EXTRAIT.
Point-de-vue. En y regardant de près, la fameuse prime de 1.000 euros pour les salariés exposés au Covid-19 n’aura été, pour beaucoup, qu’une promesse sans lendemain. Explications.

Bernard Aubin, secrétaire général du syndicat First (Twitter)

Par Bernard Aubin

Le gouvernement avait annoncé à grands renforts de publicité l’octroi d’une prime de 1000 euros nets aux travailleurs exposés au virus. Nombre d’entre-eux s’étaient hâtivement réjouis. Leurs efforts et le risque auquel ils étaient exposés allaient être reconnus et récompensés. Quoi de plus normal ? La date de présentation de la nouvelle ordonnance en Conseil des ministres avait pourtant de quoi interpeller : le 1er avril ! Désormais, de gros doutes émergent quant à la distribution effective de cette rémunération supplémentaire. Était-ce trop beau ?

Données d'ancrage d'expressions référentielles.

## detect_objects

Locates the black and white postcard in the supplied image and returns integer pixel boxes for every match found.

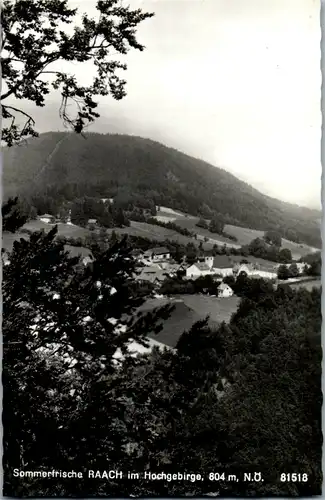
[1,0,323,498]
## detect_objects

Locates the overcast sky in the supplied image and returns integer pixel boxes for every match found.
[13,0,321,207]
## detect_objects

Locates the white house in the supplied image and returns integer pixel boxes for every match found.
[211,255,233,277]
[217,283,234,298]
[251,269,277,280]
[186,262,213,279]
[144,247,170,262]
[234,264,277,279]
[38,214,55,224]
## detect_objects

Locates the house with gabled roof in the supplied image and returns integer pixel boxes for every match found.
[186,262,212,279]
[217,283,234,298]
[144,247,170,262]
[212,255,233,277]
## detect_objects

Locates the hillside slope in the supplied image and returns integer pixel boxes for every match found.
[3,132,321,246]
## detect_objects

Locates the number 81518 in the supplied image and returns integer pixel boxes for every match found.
[280,472,308,483]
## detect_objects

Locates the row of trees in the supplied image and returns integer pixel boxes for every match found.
[3,211,322,496]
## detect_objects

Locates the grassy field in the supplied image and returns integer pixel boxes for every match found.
[108,221,213,249]
[157,207,318,259]
[290,279,322,291]
[180,295,240,323]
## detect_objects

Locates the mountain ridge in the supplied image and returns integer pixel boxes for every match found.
[3,132,321,246]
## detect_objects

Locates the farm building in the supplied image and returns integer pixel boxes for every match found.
[37,214,55,224]
[186,262,212,279]
[144,247,170,262]
[218,283,234,298]
[212,255,233,277]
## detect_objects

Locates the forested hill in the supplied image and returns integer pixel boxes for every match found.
[3,132,321,246]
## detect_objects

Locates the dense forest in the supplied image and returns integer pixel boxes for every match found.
[3,132,321,247]
[2,201,322,497]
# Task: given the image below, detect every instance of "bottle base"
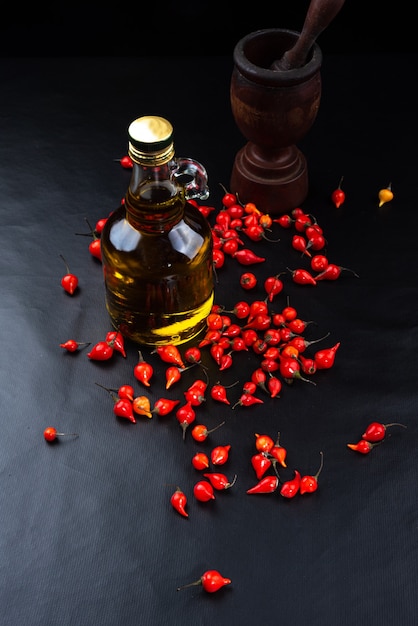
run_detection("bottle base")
[106,294,214,347]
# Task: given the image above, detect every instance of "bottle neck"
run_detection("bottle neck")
[125,161,186,232]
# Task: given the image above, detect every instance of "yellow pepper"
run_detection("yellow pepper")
[379,183,393,207]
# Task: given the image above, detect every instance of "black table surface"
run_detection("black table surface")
[0,54,418,626]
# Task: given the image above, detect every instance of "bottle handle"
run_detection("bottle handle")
[173,157,209,200]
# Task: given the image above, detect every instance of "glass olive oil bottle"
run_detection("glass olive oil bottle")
[101,116,214,346]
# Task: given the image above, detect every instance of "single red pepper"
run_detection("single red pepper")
[347,439,383,454]
[113,398,136,424]
[255,433,274,452]
[155,344,186,369]
[184,380,207,406]
[192,452,209,470]
[203,472,237,491]
[210,445,231,465]
[170,487,189,517]
[287,268,316,285]
[87,341,114,361]
[176,402,196,439]
[177,569,232,593]
[299,452,324,495]
[234,248,266,265]
[251,452,271,480]
[152,398,180,417]
[232,392,264,409]
[134,350,154,387]
[60,254,78,296]
[106,330,126,358]
[247,476,279,494]
[280,470,301,498]
[314,342,341,370]
[315,263,359,281]
[210,383,231,404]
[193,480,215,502]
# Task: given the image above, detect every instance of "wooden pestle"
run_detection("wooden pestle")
[270,0,345,70]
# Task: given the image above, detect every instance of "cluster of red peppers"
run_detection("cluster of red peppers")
[49,156,402,592]
[247,433,323,499]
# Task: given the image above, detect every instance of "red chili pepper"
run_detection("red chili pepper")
[170,487,189,517]
[193,480,215,502]
[280,470,301,498]
[184,347,202,364]
[347,439,383,454]
[287,268,316,285]
[176,402,196,439]
[251,452,272,480]
[87,341,114,361]
[60,254,78,296]
[203,472,237,491]
[299,452,324,495]
[331,176,345,209]
[60,339,91,352]
[279,357,316,385]
[165,365,182,389]
[255,433,274,452]
[132,396,152,419]
[106,330,126,358]
[152,398,180,416]
[154,344,185,368]
[273,214,294,228]
[227,300,251,320]
[212,248,225,269]
[247,476,279,494]
[234,248,266,265]
[210,383,231,404]
[134,350,154,387]
[315,263,360,281]
[314,342,341,370]
[232,392,264,409]
[192,452,209,470]
[292,235,312,257]
[362,422,406,442]
[210,445,231,465]
[298,354,317,376]
[184,380,207,406]
[219,352,233,372]
[239,272,257,290]
[118,385,135,402]
[177,569,232,593]
[311,254,329,272]
[44,426,78,443]
[113,398,136,424]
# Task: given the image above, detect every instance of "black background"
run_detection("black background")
[0,0,417,57]
[0,3,418,626]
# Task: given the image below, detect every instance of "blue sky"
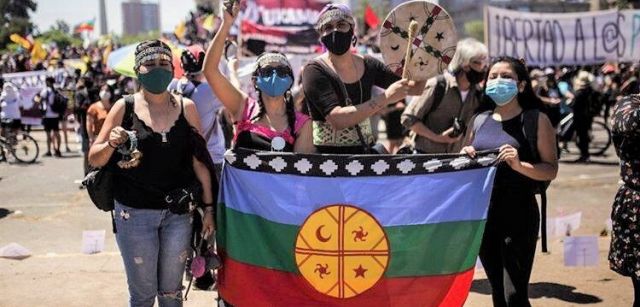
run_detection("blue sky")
[31,0,195,34]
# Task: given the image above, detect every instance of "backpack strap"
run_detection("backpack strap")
[422,75,447,123]
[122,95,135,129]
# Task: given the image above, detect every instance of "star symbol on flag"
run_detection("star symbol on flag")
[353,264,368,278]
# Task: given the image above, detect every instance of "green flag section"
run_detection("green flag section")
[216,149,496,306]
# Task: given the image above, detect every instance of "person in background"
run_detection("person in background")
[0,77,22,137]
[462,57,558,307]
[536,67,562,128]
[609,95,640,306]
[402,38,489,153]
[84,84,114,174]
[169,45,226,180]
[572,70,596,163]
[73,77,93,167]
[36,77,62,157]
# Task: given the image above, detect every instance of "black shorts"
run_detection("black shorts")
[0,119,22,130]
[42,117,60,132]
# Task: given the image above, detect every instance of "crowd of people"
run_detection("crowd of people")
[0,4,640,306]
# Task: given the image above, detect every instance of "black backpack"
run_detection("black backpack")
[473,109,551,253]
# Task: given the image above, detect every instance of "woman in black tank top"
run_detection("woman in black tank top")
[89,40,218,306]
[462,57,558,306]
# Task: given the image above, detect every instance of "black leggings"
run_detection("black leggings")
[631,277,640,307]
[480,191,540,307]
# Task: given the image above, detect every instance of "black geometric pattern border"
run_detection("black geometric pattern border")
[225,148,498,177]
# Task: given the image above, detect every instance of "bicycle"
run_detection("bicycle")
[557,113,611,156]
[0,132,40,164]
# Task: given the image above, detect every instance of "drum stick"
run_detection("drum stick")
[402,20,418,79]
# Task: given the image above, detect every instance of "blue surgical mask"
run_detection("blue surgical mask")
[484,78,518,106]
[256,70,293,97]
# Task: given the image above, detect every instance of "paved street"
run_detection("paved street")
[0,132,632,306]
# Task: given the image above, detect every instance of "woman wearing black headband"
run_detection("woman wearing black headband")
[302,4,424,154]
[204,2,315,153]
[89,40,218,306]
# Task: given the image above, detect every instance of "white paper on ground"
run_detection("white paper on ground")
[564,236,598,266]
[554,212,582,237]
[0,242,31,259]
[82,230,106,254]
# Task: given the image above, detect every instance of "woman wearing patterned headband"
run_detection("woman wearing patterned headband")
[89,40,218,306]
[302,4,425,154]
[204,2,315,153]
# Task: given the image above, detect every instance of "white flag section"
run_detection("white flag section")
[564,236,598,266]
[485,6,640,66]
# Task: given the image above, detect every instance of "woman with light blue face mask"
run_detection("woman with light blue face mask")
[462,57,558,306]
[203,4,315,153]
[89,40,218,306]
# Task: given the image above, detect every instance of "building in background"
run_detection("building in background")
[122,0,160,35]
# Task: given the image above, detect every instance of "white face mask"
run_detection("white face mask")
[100,91,111,100]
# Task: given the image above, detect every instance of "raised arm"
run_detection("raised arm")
[203,3,247,119]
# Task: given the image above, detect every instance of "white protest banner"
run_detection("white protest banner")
[564,236,598,266]
[2,70,55,125]
[485,6,640,66]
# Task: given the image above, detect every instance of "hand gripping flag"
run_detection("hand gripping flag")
[217,149,496,306]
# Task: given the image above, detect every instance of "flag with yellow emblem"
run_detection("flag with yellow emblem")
[217,149,496,306]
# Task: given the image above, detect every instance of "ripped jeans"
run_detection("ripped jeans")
[115,201,192,307]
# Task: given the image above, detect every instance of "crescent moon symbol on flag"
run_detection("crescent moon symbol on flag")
[316,225,331,242]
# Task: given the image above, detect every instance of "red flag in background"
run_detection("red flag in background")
[364,4,380,29]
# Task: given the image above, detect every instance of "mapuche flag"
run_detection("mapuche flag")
[217,150,496,306]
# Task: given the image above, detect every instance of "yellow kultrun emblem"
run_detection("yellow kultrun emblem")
[295,205,389,298]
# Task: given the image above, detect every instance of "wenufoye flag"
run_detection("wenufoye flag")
[217,150,496,306]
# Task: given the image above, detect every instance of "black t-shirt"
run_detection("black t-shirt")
[302,56,400,154]
[302,56,400,121]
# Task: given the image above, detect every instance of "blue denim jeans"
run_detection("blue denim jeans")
[115,201,191,307]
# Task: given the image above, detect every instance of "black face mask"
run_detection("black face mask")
[320,29,353,55]
[464,67,484,84]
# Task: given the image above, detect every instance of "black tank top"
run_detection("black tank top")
[110,96,196,209]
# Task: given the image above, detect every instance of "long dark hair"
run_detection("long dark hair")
[251,52,296,138]
[476,56,543,113]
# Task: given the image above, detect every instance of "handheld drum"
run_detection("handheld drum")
[380,0,458,81]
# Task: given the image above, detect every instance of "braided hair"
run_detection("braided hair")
[251,52,296,137]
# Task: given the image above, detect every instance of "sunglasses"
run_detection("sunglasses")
[258,66,293,78]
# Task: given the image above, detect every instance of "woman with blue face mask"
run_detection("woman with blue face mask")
[89,40,218,306]
[462,57,558,306]
[203,4,315,153]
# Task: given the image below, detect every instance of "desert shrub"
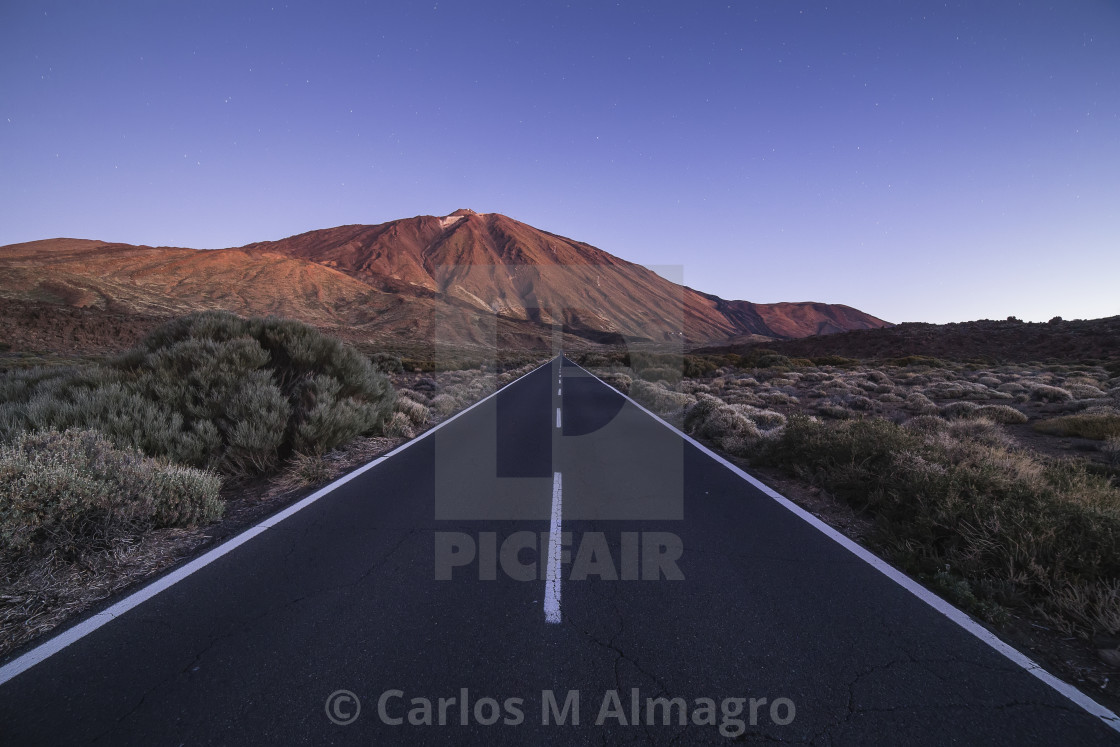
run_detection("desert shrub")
[847,395,875,412]
[682,355,719,379]
[684,395,770,456]
[937,402,980,420]
[385,412,416,438]
[816,400,856,420]
[759,392,797,404]
[0,311,394,475]
[1034,412,1120,441]
[600,373,634,394]
[810,355,859,367]
[0,429,223,558]
[1062,383,1104,400]
[737,405,785,431]
[394,395,429,427]
[906,392,937,415]
[973,404,1027,426]
[903,415,949,435]
[1101,436,1120,467]
[629,380,696,414]
[676,381,711,394]
[1030,384,1073,402]
[752,353,793,368]
[638,367,681,383]
[279,454,340,489]
[755,417,1120,636]
[431,394,460,418]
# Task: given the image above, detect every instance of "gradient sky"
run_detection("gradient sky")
[0,0,1120,323]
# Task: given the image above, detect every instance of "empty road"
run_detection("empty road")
[0,358,1120,745]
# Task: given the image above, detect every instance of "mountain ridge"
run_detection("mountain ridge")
[0,208,888,345]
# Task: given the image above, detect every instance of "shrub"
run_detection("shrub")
[906,392,937,415]
[0,429,223,558]
[756,417,1120,636]
[1035,412,1120,441]
[631,380,696,414]
[939,402,980,420]
[973,404,1027,426]
[753,353,793,368]
[638,367,681,383]
[385,412,416,438]
[903,415,949,435]
[0,311,394,475]
[1030,384,1073,402]
[810,355,859,367]
[431,394,460,418]
[395,395,429,427]
[1101,436,1120,467]
[1063,384,1104,400]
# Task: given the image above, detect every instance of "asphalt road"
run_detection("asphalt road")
[0,361,1120,745]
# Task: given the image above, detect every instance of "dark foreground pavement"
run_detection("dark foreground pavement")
[0,362,1120,745]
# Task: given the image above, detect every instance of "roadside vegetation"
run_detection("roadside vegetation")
[581,349,1120,647]
[0,311,546,654]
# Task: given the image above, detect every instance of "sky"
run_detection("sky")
[0,0,1120,323]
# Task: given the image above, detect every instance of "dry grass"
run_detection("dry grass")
[582,356,1120,638]
[1034,412,1120,441]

CONSIGNES.
Indiquez si chacune des affirmations suivantes concorde avec l'extrait, en répondant par oui ou par non et en citant les mots décisifs de l'extrait. (a) La prime annoncée par le gouvernement s'élevait à 1000 euros nets. (b) La nouvelle ordonnance a été présentée en Conseil des ministres le 1er mai. (c) Les travailleurs exposés avaient accueilli l'annonce avec méfiance.

CORRIGÉ.
(a) Oui : « l’octroi d’une prime de 1000 euros nets aux travailleurs exposés au virus ».
(b) Non : « le 1er avril ».
(c) Non : « Nombre d’entre-eux s’étaient hâtivement réjouis ».